• [Task requirements] Can you reproduce the following items word for word, leaving out the pictures?

• [Dataset extract]
++++++++++
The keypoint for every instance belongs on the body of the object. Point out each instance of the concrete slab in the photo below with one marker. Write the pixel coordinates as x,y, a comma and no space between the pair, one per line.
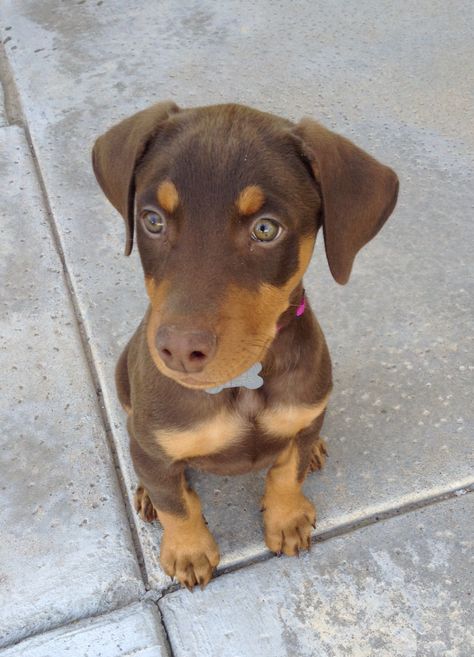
400,422
3,115
134,630
66,550
400,588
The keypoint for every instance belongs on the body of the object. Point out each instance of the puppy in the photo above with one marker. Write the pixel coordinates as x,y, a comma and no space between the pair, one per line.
229,370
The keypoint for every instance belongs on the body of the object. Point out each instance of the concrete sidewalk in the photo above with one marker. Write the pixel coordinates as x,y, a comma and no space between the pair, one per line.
391,570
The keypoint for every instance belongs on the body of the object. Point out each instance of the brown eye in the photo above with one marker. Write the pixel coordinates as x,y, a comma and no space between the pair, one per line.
266,230
153,222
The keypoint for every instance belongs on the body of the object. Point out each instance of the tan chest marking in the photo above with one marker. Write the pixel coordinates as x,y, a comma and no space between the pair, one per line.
287,421
209,437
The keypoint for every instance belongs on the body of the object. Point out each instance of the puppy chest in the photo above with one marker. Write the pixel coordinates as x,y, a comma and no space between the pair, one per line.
247,428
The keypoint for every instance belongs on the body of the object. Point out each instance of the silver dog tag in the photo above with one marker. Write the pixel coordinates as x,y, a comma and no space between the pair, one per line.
249,379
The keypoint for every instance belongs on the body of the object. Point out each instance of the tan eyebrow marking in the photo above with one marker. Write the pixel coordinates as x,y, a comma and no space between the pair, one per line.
250,199
167,196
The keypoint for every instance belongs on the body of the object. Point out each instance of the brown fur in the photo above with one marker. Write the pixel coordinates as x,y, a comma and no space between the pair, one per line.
211,169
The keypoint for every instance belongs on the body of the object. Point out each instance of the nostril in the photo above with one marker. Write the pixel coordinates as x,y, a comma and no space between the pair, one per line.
197,355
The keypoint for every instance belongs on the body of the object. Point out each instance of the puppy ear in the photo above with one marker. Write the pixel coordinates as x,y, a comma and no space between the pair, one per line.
116,154
358,193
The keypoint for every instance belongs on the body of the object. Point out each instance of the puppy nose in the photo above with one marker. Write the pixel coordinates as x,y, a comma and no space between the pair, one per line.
185,350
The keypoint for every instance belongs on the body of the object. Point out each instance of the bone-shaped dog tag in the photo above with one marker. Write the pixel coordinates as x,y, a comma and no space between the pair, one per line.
249,379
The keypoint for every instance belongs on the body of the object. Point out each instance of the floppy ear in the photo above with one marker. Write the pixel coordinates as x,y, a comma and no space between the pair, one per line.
++++++++++
• [Result of this task]
The keypoint for every instance belongs on the body of the object. Point out each instance of the concrete slab in the photo below with one marker. Write the pixel coordinates as x,y, a comma and no space between the pair, one per line.
400,422
3,115
134,630
66,550
400,588
The keypoint for every instance belongs on the body of the object. Point out each instance of the puppy in the photo above with one marker. Write the pixel coordinates as x,y, a comma and no space between the pair, one per line.
229,370
The keypoint for every instance belongs on the body of the object. Point out each instance of the concrete sidewalk in the photo above with one marker. Write the pixel coordinates as x,y, a comma and no space between the pair, one per line.
391,570
The keypoint for every instance belongs on the body of the object. Point out each instance of the brown eye in the photo above with one marker. Write the pixel coordinates as x,y, a comma and no space between the pair, one per line.
266,230
153,222
The keypoint for every instance belongs on the body of the object. Point out each instance of the tan chest marking in the photo above with one marker. Write the pixel coordinates as x,y, a comma and no space between the pair, one per line.
287,421
209,437
The keypoint for every instance belongs on the body of the object. Point out each instance of the puppy chest in the photo above with one marker. Write the pixel coordinates as x,y, a comma and no space between the pair, one per line.
247,428
The keypoint for every instance belongs on the body of the object. Point out each instance of the silver dog tag in the photo above with one marker. Write the pixel coordinates as x,y, a comma and no space between the pair, one per line.
249,379
The keypoint for every instance belongs on the body of the object. Point out each instance of the tan eyebrow marking in the photo above with one marker. Write the pixel coordinates as x,y, a comma and no space between the pair, one per line.
250,199
167,196
The keypoint for every instance belongs on the body of the object. Point out each instance of the brown fur in the photo above with one marker. Write the pixel coordinates as x,y, a comma and no space between the pair, one per line.
211,169
The keypoint for every instance belongs on the body of the object. Point out each instance of the nostril in the photo above with one marker. Write the pixel coordinates as x,y, a comma and no space between the pair, one per line.
197,355
The keypoint for every instance belongs on the body of the object. Point out each instance of the puppy ear in the photo above with one marker. Write the pixel coordinates as x,y, a comma and no space between the pair, one per line.
116,154
358,193
The keypoint for every instance belongs on the body of the object. Point out each instance of the puppy nose in the photo above with one marker. Write the pixel coordinates as x,y, a comma and no space between the pair, one per line.
185,350
The keypoint for every instance belongs on the body of the object. Point out each instance of the bone-shaped dog tag in the photo above with one marker. Write the pixel coordinates as x,y, a comma and no space between the pair, one per line.
249,379
The keypoint for every instance belongs on the body of the object. Point out each instance of the floppy ear in the photo above with one marker. Write the pixel coordinates as x,y, a comma and no space between the pair, one per line.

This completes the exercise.